The mapping of molecular structure to a chemically driven persistence image entails several steps. First, the molecular homological features, which measure the connectedness, proximity, and the empty space among the atoms, are computed and stored. These homological features are summarized in a persistence diagram (PD)^{46,47,48,49,50,51,52,53,54,55,56,57,58}. A PD encodes molecular features such as bonds and rings. The PDs can then be vectorized into a persistence image⁵⁹ (PI) for use as a molecular representation. However, employing persistent homology and its derivative, PI, purely focuses on detecting topological attributes but lacks explicit incorporation of key chemical information such as element identity, leading to limited applicability in molecular systems. Here, we describe the application of persistent homology with domain-specific knowledge for the generation of persistence images based on atomic properties. The basic steps are presented in the following paragraphs. Anisole was selected as a representative example because it contains two distinct functional units (phenyl- and methoxy groups).

Dataset entries
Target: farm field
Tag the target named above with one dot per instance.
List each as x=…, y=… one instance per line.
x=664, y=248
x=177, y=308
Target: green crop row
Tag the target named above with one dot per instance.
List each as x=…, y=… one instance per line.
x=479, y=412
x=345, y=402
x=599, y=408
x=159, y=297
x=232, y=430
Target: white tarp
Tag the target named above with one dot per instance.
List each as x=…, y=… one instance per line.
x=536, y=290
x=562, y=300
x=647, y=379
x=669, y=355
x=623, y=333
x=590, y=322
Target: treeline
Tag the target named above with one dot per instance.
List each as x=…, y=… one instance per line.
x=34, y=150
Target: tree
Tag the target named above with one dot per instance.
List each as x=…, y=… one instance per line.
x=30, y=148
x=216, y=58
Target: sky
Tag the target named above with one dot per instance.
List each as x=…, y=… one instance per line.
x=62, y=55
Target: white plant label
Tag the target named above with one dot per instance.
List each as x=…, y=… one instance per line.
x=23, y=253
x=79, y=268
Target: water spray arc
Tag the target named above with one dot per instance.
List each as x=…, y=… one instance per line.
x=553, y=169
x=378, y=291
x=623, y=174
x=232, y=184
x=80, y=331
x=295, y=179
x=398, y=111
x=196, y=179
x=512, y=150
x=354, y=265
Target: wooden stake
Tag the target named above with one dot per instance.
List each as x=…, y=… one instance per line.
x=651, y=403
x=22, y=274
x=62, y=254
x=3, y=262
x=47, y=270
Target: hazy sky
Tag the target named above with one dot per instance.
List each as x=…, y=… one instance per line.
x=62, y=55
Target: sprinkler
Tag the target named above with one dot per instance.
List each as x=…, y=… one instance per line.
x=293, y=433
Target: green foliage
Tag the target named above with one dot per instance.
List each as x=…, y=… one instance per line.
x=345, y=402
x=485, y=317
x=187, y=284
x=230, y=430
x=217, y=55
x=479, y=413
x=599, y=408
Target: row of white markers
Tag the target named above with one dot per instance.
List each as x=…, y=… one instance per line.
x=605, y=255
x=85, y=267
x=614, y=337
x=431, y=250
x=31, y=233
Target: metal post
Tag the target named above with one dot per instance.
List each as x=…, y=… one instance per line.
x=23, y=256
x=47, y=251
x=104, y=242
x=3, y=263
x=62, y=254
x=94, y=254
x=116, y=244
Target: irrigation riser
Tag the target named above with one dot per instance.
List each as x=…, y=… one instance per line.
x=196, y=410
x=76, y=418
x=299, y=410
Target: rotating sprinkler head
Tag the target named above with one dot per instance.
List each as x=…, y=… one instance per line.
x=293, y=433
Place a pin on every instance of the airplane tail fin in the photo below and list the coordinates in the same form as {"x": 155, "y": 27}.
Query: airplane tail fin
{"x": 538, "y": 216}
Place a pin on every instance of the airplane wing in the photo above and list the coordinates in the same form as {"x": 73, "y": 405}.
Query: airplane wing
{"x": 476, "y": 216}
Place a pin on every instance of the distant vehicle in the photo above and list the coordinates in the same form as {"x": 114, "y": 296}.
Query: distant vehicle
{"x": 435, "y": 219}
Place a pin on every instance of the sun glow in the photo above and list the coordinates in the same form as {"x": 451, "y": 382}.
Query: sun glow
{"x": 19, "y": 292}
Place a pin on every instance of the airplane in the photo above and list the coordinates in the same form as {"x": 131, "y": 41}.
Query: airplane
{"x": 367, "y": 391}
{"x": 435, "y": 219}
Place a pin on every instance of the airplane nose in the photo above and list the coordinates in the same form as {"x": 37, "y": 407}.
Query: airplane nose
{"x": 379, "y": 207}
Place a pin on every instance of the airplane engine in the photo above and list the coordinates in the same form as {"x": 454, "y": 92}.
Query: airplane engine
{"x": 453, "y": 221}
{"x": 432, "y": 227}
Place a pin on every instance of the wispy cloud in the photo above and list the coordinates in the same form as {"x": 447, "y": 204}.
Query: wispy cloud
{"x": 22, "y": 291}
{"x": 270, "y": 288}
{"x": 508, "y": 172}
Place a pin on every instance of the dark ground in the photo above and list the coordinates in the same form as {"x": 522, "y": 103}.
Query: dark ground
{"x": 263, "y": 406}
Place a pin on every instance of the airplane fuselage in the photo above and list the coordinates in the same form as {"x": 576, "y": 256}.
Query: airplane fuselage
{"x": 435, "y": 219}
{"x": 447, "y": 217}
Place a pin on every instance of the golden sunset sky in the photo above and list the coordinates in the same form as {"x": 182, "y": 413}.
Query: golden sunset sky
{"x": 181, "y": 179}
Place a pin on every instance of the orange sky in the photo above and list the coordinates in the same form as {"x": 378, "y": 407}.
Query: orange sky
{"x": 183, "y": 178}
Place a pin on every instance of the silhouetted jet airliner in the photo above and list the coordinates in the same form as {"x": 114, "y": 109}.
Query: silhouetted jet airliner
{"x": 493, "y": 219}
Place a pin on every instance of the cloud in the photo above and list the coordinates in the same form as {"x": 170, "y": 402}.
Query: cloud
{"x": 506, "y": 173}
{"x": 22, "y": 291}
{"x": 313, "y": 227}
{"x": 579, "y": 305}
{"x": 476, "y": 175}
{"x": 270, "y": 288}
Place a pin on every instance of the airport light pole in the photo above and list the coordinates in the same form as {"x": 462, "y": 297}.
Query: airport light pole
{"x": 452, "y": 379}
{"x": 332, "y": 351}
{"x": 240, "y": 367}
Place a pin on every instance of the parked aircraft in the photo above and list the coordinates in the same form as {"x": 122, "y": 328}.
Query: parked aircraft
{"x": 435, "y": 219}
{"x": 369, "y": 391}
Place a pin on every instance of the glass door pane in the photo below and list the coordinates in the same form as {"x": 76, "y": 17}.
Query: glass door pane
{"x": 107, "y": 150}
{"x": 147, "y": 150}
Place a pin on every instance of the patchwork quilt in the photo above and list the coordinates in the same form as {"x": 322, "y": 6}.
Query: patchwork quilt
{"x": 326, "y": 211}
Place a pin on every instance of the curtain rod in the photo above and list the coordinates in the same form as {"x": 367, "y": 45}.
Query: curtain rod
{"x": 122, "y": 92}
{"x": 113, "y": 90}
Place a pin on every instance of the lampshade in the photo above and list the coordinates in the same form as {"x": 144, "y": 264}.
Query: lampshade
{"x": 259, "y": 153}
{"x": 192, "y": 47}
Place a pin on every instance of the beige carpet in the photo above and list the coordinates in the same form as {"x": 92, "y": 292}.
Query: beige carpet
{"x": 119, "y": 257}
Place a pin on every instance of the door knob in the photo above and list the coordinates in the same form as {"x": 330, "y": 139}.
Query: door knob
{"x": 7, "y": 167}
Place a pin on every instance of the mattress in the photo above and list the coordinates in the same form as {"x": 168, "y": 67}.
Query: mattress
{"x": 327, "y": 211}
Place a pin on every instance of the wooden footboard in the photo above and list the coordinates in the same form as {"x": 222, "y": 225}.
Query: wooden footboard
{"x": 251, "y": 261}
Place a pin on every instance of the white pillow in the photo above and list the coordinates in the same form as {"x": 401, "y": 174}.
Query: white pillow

_Task to carry out_
In the passage on molecular persistence images, why was anisole chosen as the representative example?

_Response area_
It contains two distinct functional units, the phenyl and methoxy groups.